## What is expected
Please copy every record below exactly and leave out the pictures.

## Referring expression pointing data
━━━━━━━━━━━━━━━━━━━━━━━━━━━━━━

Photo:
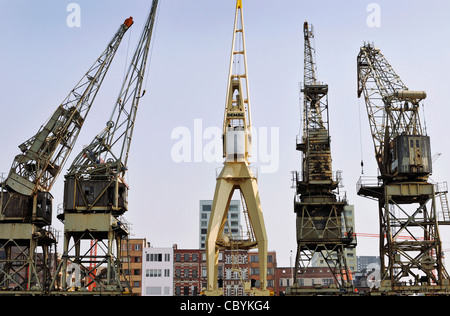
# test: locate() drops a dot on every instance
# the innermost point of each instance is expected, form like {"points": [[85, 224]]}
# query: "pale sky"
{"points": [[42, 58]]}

━━━━━━━━━━━━━━━━━━━━━━━━━━━━━━

## Finished task
Photo:
# test: locate() drops a dot on every instance
# the innermost point of each instance is expected, form like {"points": [[85, 224]]}
# query: "pale sky"
{"points": [[42, 58]]}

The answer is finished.